**INFORMATION SHOWN:**
● ● ● ● ●
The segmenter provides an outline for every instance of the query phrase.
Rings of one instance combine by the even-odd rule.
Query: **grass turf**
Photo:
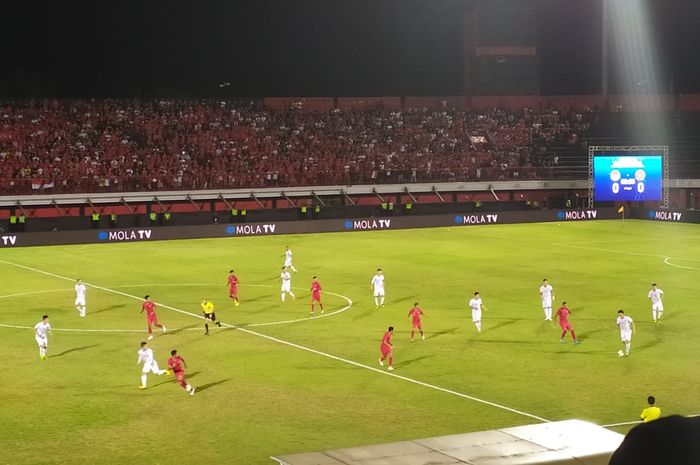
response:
● ● ● ● ●
**EXERCISE DETAILS:** Go through the data above and return each line containing the string "instance".

**THE ANSWER:**
The segmenter provides an outline for every instance of the query phrase.
Rings of one instance combine by the even-odd rule.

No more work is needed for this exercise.